* Task set *
a. From the Dmanisi skull text, extract everything from "In October 2013, after" down to "of one species.".
b. In the Dmanisi skull text, which institution is Dr. David Lordkipanidze a researcher at?

* Selected text *
=== Begin Enclosure ===

Unlike other Homo fossils, it had a number of primitive features including a long, apelike face, large teeth, and a tiny braincase about one-third the size of that of a modern human being. This confirmed that, contrary to some conjecture, early hominids did not need big brains to make their way out of Africa.
So, the discovery of Skull 5 alongside the remains of four other hominids at Dmanisi gave the scientists an opportunity to compare and contrast the physical traits of ancestors that apparently lived at the same location around the same time.
In October 2013, after eight years of research, Dr. David Lordkipanidze, a researcher at the Georgian National Museum in Tbilisi and the lead study author, and his colleagues said that the differences between these fossils were no more pronounced than those between any given five modern humans or five chimpanzees. The hominids who left the fossils, they noted, were quite different from one another but still members of one species.
Now it gets controversial, because Dr. Lordkipanidze claimed that the similarities between the new skull from Georgia and Homo erectus remains from Java, Indonesia may mean that there was genetic continuity across large geographic distances. What's more, the Dmanisi researchers suggest that the fossil record of what have been considered different Homo species from this time period, such as Homo Ergaster, Homo Rudolfensis and Homo Habilis, could actually be variations on a single species, Homo erectus. In other words, just as people look different from one another today, so did early hominids look different from one another, and the dissimilarity of the bones they left behind may have fooled scientists into thinking that they came from different species. Thus this new theory defies the current understanding of how early human relatives should be classified.

=== End Enclosure ===

* Given records *
=== Begin Enclosure ===

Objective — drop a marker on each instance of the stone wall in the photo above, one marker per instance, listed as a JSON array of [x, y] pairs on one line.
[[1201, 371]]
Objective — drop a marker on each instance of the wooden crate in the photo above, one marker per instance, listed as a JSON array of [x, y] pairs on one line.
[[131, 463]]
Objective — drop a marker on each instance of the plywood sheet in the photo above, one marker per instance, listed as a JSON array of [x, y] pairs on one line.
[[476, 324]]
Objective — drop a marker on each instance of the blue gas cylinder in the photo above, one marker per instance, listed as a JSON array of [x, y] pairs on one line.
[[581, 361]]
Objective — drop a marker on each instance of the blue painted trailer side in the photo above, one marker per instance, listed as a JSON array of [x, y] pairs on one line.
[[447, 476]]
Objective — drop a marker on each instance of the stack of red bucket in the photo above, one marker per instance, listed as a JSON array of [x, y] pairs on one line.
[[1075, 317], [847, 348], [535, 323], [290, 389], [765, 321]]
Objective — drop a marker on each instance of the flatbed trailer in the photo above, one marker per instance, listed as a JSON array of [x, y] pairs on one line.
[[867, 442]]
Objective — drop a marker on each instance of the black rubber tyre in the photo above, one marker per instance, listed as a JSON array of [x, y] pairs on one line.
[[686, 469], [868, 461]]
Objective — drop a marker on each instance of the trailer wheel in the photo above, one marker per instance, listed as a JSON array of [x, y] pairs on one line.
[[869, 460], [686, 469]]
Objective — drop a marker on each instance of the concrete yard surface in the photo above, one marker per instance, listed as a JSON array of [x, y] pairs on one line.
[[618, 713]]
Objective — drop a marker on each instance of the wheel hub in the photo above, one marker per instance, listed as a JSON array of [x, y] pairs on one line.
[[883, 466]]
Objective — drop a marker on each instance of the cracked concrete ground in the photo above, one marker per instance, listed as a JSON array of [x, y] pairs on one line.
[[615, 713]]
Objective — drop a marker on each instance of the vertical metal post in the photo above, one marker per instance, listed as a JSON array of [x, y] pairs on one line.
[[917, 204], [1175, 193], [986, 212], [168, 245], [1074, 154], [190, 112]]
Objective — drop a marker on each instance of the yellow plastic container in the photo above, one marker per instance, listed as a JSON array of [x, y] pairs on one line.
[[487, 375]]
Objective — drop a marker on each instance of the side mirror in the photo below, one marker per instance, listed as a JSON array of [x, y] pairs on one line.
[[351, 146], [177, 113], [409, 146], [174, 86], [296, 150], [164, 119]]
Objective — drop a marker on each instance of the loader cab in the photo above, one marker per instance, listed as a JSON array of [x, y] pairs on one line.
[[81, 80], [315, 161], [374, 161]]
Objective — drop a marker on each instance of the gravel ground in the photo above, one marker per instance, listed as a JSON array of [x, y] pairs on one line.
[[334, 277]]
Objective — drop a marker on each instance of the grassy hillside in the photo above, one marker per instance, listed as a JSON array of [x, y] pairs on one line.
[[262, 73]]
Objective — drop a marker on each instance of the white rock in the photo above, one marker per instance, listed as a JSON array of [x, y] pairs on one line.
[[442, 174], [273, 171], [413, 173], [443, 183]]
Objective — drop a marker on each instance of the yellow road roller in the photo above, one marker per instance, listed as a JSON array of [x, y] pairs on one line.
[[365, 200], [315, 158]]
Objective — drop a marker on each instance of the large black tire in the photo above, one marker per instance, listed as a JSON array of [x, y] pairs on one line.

=== End Enclosure ===

* Exercise answers *
a.
In October 2013, after eight years of research, Dr. David Lordkipanidze, a researcher at the Georgian National Museum in Tbilisi and the lead study author, and his colleagues said that the differences between these fossils were no more pronounced than those between any given five modern humans or five chimpanzees. The hominids who left the fossils, they noted, were quite different from one another but still members of one species.

b. The Georgian National Museum in Tbilisi.